→ **Passage provided**:

Contact: Amanda Reidelbach, Public Information Officer

Phone: (540) 223-6929



Goal is to Digitize Civil-War Era Documents for Research Purposes

LOUISA, VIRGINIA – The Virginia Sesquicentennial of the American Civil War Commission and the Library of Virginia have partnered to create a state-wide online collection of original Civil War manuscripts that still remain in private hands. The Civil War 150 Legacy Project: Document Digitization and Access focuses on manuscript materials created during the period 1859-1867 that reflect social, political, military, business and religious life in Virginia during the period of the Civil War and the early period of Reconstruction. Citizens are encouraged to bring original materials to be scanned and included in the project. Scanned materials will then be made available via the Library of Virginia and the Virginia Sesquicentennial of the American Civil War Commission web sites.

Civil War 150 Legacy Project staff will be visiting Louisa County in 2011 as follows:

March 15, 2011 – 9 am to 4 pm

June 18, 2011 – 10 am to 7 pm

September 20, 2011 – 10 am to 7 pm

All meetings will be held at the Louisa County Administration Building in the Public Meeting Room. Appointments will be made based on the following time allotments:

Diary Scan: 30-45 minutes

Letter Scan 5 pages or less: 10 Minutes

Letter Scan 6-15 pages:            30 Minutes

Letter Scan 11-25 pages: 60 Minutes

Photos: 5 Minutes per item

Please contact Lisa Bailey, Tourism Counselor, at (540) 223-5670, to schedule your appointment. Walk-ins will be accommodated as the schedule allows.

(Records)
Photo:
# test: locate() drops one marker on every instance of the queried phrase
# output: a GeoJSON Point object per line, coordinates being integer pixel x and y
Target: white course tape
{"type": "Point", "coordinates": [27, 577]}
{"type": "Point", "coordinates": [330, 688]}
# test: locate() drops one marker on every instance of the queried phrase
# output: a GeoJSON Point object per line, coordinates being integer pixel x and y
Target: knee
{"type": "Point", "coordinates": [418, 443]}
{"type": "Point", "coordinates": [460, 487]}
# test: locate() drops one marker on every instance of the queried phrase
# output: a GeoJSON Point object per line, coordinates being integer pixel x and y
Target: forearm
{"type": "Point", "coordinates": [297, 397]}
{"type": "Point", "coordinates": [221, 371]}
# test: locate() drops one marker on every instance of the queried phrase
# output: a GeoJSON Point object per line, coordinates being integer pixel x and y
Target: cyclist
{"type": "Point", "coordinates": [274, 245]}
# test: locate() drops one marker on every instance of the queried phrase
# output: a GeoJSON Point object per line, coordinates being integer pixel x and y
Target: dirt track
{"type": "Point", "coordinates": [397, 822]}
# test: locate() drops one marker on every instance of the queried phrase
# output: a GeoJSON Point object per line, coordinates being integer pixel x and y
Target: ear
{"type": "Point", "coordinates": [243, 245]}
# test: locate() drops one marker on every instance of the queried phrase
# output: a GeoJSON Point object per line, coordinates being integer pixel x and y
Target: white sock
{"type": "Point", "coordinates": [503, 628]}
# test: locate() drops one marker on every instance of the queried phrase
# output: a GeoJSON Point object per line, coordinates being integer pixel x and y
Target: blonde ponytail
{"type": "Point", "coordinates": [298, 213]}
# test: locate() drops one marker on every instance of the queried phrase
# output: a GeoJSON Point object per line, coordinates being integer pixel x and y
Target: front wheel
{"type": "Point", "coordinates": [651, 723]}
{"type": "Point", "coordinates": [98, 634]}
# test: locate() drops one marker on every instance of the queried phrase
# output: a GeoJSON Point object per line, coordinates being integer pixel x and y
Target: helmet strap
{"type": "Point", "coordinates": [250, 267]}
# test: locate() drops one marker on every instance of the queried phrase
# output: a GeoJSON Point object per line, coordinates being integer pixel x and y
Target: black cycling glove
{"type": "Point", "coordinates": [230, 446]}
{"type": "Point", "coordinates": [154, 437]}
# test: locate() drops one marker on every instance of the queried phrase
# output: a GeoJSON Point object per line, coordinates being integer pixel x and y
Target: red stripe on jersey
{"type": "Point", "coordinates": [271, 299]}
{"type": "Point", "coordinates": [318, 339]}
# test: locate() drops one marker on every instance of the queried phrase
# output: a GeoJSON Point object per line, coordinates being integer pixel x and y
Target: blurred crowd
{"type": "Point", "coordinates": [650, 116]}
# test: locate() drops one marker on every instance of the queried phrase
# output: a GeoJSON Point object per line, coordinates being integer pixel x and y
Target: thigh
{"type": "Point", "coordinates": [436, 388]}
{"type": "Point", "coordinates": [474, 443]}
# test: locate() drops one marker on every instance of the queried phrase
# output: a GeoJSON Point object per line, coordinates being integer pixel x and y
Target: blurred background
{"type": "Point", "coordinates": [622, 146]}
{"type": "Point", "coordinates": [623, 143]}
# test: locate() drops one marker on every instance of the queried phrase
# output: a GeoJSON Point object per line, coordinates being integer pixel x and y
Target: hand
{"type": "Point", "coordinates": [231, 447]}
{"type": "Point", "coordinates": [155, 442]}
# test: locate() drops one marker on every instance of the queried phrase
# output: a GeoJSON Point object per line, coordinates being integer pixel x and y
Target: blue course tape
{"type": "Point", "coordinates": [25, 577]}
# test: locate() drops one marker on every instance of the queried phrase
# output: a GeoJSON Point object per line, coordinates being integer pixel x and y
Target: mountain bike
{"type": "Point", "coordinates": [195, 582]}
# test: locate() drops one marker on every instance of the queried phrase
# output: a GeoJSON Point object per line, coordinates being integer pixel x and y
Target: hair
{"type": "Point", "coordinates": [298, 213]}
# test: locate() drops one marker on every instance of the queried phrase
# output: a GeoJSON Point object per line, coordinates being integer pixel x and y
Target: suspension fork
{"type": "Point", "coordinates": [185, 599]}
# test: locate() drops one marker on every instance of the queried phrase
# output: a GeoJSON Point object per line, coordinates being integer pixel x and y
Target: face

→ **Given exercise 1**:
Answer these questions using the Civil War digitization announcement:
(a) What range of years must the manuscript materials come from?
(b) In which building and room will all the meetings take place?
(c) How much time is set aside for a diary scan?
→ **Given exercise 2**:
For each statement, decide whether the Civil War digitization announcement supports it:
(a) Scanned materials will be posted only on the Library of Virginia web site.
(b) The June 18, 2011 visit runs from 10 am to 7 pm.
(c) Visitors without an appointment will be turned away.
→ **Given exercise 3**:
Pick up the Civil War digitization announcement after its final sentence and keep writing it.

→ **Answer 1**:
(a) 1859-1867.
(b) The Public Meeting Room of the Louisa County Administration Building.
(c) 30-45 minutes.

→ **Answer 2**:
(a) No: "made available via the Library of Virginia and the Virginia Sesquicentennial of the American Civil War Commission web sites."
(b) Yes: "June 18, 2011 – 10 am to 7 pm"
(c) No: "Walk-ins will be accommodated as the schedule allows."

→ **Answer 3**:
The Civil War 150 Legacy project is a multi-year initiative to locate, digitize and provide worldwide access to the private documented heritage of the American Civil War era located throughout Virginia. Utilizing local support and through partnership with the Library of Virginia and network of statewide connections, the Civil War 150 Legacy Project will provide individuals an opportunity to have their historic letters, diaries and other collections scanned to preserve their valuable intellectual content.

The Library of Virginia ( was created by the General Assembly in 1823 to organize, care for, and manage the state’s growing collection of books and official records — many of which date back to the early colonial period.  The Library houses the most comprehensive collection of materials on Virginia government, history, and culture available anywhere. The collections illustrate the rich and varied past of the Commonwealth, documenting the lives of Virginians whose deeds are known to all, as well as those of ordinary citizens whose accomplishments are the foundation of our heritage.